DIRECTIONS FOR THIS TASK =
Could you rewrite all the rows below with "innermost" replaced by "deepest" and nothing else changed?

....................

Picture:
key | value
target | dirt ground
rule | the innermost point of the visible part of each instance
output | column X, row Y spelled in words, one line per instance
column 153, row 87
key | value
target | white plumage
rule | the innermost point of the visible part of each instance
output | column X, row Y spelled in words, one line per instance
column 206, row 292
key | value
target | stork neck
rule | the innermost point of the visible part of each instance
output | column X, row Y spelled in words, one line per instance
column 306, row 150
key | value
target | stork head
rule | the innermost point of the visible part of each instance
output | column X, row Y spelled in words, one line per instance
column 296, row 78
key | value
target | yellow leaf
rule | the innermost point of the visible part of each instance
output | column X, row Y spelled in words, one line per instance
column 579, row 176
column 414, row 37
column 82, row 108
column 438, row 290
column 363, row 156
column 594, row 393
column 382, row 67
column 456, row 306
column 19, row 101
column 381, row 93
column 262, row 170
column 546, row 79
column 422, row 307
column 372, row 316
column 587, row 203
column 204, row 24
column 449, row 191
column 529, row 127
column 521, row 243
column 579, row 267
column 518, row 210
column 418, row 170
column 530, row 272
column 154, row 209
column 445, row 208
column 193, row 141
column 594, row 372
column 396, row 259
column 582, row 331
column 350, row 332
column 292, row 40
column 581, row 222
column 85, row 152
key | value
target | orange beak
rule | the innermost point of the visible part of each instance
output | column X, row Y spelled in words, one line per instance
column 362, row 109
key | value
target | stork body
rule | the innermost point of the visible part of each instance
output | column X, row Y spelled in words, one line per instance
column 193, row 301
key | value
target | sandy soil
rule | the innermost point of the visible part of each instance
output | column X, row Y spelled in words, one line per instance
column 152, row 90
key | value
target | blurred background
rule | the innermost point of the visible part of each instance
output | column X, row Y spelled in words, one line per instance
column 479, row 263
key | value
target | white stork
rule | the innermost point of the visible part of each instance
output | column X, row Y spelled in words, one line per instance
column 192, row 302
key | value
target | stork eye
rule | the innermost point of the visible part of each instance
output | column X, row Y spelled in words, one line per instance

....................

TASK SOLUTION =
Picture:
key | value
target | dirt ground
rule | the deepest point of the visible part of each instance
output | column X, row Y spelled in words, one line per instance
column 153, row 87
key | value
target | white plumage
rule | the deepest point of the visible part of each instance
output | column X, row Y spelled in words, one line per instance
column 206, row 292
key | value
target | stork neck
rule | the deepest point of the visible part of each instance
output | column X, row Y spelled in words, one line per instance
column 306, row 150
key | value
target | stork head
rule | the deepest point of the visible part of each instance
output | column X, row Y spelled in words, one line per instance
column 296, row 78
key | value
target | yellow leaf
rule | the deepest point of the visible part of each instance
output | column X, row Y spelled in words, one line per instance
column 579, row 176
column 414, row 37
column 82, row 108
column 438, row 290
column 363, row 156
column 594, row 393
column 382, row 67
column 456, row 306
column 19, row 101
column 381, row 93
column 262, row 170
column 546, row 79
column 422, row 307
column 372, row 316
column 587, row 203
column 204, row 24
column 449, row 191
column 529, row 127
column 521, row 243
column 579, row 267
column 518, row 210
column 418, row 170
column 530, row 272
column 154, row 209
column 445, row 208
column 193, row 141
column 594, row 372
column 396, row 259
column 582, row 331
column 350, row 332
column 292, row 40
column 581, row 222
column 85, row 152
key | value
target | orange beak
rule | the deepest point of the visible part of each instance
output | column X, row Y spelled in words, one line per instance
column 362, row 109
key | value
target | stork body
rule | the deepest point of the visible part of each instance
output | column X, row Y spelled in words, one line per instance
column 193, row 301
key | value
target | sandy soil
rule | the deepest point of the visible part of each instance
output | column X, row Y spelled in words, one line per instance
column 152, row 90
key | value
target | blurred background
rule | the deepest point of the visible part of each instance
output | column X, row Y spelled in words, one line per instance
column 479, row 263
key | value
target | white stork
rule | the deepest point of the visible part of each instance
output | column X, row Y spelled in words, one line per instance
column 192, row 302
key | value
target | stork eye
rule | the deepest point of the visible part of each instance
output | column X, row Y spelled in words, one line per instance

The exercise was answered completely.